● **Brief**:
Exactly the lines from the one with "For practice, label the wooden vanity" through the end of the records below are to be output, the first and last included, and no others.

[Material supplied]

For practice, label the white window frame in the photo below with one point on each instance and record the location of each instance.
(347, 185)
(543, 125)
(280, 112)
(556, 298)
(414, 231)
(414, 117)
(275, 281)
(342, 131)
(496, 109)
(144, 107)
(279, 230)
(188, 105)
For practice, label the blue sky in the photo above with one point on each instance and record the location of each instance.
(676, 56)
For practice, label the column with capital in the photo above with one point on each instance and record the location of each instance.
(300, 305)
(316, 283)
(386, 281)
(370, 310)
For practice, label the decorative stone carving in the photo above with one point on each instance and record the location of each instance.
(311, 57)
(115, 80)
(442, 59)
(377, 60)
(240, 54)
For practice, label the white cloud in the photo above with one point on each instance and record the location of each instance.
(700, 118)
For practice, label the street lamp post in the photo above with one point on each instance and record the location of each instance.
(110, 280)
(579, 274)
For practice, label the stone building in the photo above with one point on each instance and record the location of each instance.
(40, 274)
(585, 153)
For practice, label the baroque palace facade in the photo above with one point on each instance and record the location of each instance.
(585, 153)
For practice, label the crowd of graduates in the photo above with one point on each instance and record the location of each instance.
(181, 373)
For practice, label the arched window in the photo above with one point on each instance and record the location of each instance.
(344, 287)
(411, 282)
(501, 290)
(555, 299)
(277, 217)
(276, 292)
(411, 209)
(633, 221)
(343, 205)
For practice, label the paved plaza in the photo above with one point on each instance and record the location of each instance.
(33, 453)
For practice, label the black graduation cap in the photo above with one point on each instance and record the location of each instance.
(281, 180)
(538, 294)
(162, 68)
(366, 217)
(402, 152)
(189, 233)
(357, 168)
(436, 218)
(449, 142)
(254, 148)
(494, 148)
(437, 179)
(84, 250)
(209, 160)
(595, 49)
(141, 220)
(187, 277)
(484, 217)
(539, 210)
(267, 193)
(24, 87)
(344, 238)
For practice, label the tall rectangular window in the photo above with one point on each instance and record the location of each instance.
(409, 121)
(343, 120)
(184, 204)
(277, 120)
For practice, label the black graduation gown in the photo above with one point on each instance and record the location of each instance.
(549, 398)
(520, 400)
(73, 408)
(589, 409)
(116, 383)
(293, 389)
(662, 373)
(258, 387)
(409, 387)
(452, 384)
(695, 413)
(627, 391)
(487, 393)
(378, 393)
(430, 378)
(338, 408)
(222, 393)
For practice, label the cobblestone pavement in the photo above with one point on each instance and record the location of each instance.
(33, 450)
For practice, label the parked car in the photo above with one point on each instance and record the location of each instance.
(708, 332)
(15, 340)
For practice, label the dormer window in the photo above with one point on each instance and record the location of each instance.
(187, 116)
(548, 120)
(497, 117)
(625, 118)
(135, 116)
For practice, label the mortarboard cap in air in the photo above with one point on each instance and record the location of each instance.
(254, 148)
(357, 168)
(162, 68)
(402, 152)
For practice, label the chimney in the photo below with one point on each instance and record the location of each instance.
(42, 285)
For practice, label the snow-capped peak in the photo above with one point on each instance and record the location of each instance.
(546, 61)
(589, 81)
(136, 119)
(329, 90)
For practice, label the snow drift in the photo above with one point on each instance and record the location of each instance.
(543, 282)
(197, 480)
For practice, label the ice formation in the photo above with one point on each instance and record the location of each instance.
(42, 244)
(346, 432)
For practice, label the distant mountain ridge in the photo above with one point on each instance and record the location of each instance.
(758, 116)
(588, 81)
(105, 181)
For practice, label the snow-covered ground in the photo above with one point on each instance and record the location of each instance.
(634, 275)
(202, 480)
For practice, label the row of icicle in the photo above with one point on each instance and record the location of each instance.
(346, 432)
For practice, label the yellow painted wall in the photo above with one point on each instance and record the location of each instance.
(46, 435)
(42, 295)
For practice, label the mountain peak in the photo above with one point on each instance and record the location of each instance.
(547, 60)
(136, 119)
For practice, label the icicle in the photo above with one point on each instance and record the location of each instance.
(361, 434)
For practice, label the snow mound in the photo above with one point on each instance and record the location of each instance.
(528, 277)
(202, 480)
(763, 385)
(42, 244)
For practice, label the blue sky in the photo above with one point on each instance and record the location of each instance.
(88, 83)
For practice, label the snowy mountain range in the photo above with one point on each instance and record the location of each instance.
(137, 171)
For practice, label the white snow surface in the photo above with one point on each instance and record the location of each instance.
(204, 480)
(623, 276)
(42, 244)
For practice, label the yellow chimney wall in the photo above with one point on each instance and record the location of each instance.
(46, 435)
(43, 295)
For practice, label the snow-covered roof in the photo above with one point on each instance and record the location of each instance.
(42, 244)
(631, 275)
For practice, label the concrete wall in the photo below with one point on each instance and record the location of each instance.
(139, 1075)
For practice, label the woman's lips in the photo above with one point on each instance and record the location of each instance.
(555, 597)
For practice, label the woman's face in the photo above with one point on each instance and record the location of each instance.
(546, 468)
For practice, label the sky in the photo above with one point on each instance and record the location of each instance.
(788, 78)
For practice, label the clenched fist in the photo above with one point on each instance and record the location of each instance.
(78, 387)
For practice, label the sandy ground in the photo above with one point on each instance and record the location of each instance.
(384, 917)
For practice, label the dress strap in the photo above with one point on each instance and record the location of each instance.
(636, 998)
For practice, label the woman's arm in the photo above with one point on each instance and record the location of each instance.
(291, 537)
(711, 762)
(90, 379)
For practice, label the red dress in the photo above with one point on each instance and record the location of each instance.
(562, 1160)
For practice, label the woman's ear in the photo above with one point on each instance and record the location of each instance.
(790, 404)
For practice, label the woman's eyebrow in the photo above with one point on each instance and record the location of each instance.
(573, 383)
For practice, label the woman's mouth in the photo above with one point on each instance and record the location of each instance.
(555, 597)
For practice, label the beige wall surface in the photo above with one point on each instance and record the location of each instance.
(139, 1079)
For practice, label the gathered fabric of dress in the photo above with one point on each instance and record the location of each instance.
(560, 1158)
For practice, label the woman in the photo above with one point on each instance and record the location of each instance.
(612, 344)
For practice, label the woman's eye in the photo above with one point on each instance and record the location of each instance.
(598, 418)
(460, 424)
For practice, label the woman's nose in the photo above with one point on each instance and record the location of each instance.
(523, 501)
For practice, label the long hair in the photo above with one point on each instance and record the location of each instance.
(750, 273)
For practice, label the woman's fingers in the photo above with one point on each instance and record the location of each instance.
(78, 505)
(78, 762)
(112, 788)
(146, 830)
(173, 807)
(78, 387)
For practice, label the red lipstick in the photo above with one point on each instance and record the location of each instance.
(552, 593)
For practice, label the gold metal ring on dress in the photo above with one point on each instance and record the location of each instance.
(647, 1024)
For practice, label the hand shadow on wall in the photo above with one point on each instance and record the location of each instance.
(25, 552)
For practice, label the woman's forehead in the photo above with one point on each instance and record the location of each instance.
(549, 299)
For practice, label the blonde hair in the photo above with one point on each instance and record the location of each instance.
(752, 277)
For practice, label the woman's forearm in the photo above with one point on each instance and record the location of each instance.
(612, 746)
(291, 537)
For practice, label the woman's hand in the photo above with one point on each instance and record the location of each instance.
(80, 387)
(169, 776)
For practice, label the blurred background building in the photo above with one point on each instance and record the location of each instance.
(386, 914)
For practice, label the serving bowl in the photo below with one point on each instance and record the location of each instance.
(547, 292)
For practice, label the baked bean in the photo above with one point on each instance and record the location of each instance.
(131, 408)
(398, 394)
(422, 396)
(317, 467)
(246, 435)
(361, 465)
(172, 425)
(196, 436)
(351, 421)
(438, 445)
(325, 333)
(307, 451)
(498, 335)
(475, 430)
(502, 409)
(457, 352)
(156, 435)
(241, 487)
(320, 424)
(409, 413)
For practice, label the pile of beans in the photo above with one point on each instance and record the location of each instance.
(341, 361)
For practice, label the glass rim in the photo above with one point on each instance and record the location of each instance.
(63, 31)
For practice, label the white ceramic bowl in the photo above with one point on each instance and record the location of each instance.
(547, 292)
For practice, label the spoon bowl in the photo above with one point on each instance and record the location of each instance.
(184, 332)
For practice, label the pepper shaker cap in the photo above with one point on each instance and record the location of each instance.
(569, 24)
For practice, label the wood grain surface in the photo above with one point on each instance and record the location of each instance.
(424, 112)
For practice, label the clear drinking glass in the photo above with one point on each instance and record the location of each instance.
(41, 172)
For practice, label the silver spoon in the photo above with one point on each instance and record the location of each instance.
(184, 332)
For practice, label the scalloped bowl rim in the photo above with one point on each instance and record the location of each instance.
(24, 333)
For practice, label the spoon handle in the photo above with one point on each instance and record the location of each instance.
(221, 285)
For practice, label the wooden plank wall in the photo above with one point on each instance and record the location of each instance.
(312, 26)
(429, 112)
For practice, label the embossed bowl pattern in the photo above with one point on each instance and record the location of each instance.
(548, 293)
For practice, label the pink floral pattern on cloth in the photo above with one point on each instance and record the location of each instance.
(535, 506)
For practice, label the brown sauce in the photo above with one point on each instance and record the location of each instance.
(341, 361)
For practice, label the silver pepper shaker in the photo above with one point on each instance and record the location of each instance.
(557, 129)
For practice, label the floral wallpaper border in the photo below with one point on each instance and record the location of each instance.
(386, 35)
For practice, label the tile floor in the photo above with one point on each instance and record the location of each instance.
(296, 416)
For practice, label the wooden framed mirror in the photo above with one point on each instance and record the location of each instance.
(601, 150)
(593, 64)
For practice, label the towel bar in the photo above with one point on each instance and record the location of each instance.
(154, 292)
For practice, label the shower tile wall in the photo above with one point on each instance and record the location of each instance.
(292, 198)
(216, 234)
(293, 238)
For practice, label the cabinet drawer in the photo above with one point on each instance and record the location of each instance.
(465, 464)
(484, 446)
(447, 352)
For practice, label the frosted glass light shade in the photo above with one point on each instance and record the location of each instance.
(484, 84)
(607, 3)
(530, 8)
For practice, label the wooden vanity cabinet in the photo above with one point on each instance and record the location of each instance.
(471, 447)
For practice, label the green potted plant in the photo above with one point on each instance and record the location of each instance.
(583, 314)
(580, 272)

[/Material supplied]

● **Answer below**:
For practice, label the wooden vanity cabinet in the photo above with one point on each instance and record the location of each instance.
(471, 447)
For practice, label the green potted plant in the photo above with one point on each instance and record the location of each instance.
(583, 314)
(580, 272)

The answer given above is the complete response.